*** Records for this task ***
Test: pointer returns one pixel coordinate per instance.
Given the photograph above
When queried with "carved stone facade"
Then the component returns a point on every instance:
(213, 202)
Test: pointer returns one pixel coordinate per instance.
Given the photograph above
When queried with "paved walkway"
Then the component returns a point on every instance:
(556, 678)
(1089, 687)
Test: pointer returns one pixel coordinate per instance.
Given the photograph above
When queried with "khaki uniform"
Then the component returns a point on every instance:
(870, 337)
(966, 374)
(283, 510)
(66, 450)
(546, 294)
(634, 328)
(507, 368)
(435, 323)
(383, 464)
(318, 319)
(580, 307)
*** End of Records for this task ***
_Aim of the exercise_
Please give the full set of data again exactly.

_Solution below_
Test: pointer returns one pixel coordinate per instance.
Given the photograph above
When queried with "carved stone facade"
Then the component returns a point on every instance:
(213, 202)
Test: pointer returns one pixel coordinate per instance.
Given the photograph above
When queried with "paved walkway"
Then the component returns a point on every instance:
(556, 678)
(1089, 687)
Test: pointer returns one pixel coordinate per instance.
Given the photograph above
When queried with "khaki uniform"
Then the component returns a point on every instance:
(870, 337)
(966, 374)
(283, 510)
(66, 450)
(546, 294)
(634, 328)
(507, 368)
(435, 323)
(383, 464)
(318, 319)
(580, 307)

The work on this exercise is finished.